#### ACTIVITY:
Resume the passage on GPS satellite systems around the world, writing on from its final sentence.

#### EXERCISE PASSAGE:

_____

Postby kinderdigi » Wed Jan 10, 2018 12:28 am

GPS systems in current use... and they can all be hacked:


GPS Satellite Systems Around the World

Live View GPS Tracking Blog

The United States is working on advancing its GPS satellite constellation through the replacement of aging satellites with new, modernized GPS III satellites. But the U.S. isn’t the only country developing and advancing GPS technology. Japan, China, India, Russia, and Europe are developing new technologies similar to the United States Global Position Satellite System.

United States (GPS)

The United States was the first country to introduce satellite technology with the global positioning system (GPS). This satellite navigation system, which is operated by the United States government, offers navigation and tracking technology, including location, time and other data, throughout the planet. Individuals, corporations, and military personnel utilize GPS devices and GPS trackers. In terms of advancements, Lockheed Martin is currently developing a new GPS III series for improved signal power, accuracy, and reliability, which will further help with navigation and more precisely timed services. Boeing is also developing new GPS technology with 12 satellites belonging to the IIF series; these will have higher accuracy and longer life expectancy.

_____

#### EXTRACTED INFORMATION:
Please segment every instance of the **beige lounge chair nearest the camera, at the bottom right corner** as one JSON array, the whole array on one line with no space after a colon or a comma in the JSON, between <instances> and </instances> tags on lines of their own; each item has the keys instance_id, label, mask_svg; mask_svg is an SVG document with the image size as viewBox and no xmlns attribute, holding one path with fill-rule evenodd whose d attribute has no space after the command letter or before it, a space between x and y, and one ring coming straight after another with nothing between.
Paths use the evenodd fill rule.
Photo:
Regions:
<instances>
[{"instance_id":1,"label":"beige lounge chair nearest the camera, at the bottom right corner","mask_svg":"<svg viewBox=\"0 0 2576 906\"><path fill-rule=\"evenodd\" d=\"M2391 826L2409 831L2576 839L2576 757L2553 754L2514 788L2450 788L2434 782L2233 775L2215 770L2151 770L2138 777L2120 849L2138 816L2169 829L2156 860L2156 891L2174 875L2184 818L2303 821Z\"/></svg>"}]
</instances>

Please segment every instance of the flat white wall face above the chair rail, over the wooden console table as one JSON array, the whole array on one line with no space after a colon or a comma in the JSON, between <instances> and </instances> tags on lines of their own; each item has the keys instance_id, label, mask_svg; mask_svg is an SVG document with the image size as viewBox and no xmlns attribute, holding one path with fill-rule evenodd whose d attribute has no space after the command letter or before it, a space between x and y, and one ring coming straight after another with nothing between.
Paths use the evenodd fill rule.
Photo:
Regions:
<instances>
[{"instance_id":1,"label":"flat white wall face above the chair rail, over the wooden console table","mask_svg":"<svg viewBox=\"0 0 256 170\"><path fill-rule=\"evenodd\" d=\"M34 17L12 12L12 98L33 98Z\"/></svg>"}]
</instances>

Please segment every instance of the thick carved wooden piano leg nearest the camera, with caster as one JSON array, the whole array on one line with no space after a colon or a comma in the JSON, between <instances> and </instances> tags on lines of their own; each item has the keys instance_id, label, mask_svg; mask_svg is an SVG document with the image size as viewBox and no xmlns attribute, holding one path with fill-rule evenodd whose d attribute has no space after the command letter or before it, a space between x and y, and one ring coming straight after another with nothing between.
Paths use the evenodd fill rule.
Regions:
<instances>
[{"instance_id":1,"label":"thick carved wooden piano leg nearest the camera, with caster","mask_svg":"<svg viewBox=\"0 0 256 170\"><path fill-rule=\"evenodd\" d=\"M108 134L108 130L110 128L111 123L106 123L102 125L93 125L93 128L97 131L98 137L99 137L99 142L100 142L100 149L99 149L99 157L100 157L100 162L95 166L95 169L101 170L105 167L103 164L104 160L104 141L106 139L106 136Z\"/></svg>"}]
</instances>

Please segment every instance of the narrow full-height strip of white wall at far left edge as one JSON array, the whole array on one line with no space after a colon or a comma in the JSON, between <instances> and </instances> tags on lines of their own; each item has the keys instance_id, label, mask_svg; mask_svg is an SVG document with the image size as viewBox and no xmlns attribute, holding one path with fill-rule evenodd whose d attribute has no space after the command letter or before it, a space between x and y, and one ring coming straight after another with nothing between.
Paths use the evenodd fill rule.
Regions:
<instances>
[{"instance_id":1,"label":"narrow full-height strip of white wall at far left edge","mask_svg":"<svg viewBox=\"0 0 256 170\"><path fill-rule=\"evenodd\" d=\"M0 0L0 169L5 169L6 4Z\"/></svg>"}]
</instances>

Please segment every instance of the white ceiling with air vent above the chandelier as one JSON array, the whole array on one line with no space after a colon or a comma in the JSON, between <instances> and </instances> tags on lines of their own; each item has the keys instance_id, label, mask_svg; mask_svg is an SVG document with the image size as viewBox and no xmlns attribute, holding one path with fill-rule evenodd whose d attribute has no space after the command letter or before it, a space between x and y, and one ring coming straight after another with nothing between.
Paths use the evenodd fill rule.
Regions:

_____

#### ANSWER FOR THE TASK:
Japan (QZSS)

The Quazi-Zenith Satellite System (QZSS) is Japan’s satellite system, which is similar to a GPS satellites with some slight variations. The QZSS is a system using three satellites and is expected to be fully functioning in 2013. The satellites in this constellation are expected to orbit Japan and other areas of Asia, which will further increase the accuracy of GPS signals in the US. The signal receiver from the QZSS will function with the GPS satellites as well as its own entity. “We are in an era of the gold rush for satellite launches,” said Ryo Kurokawa of the Core’s advanced embedded technology center in Japan. Kurokawa foresees approximately 140 launched satellites by 2018.

Russia (GLONASS)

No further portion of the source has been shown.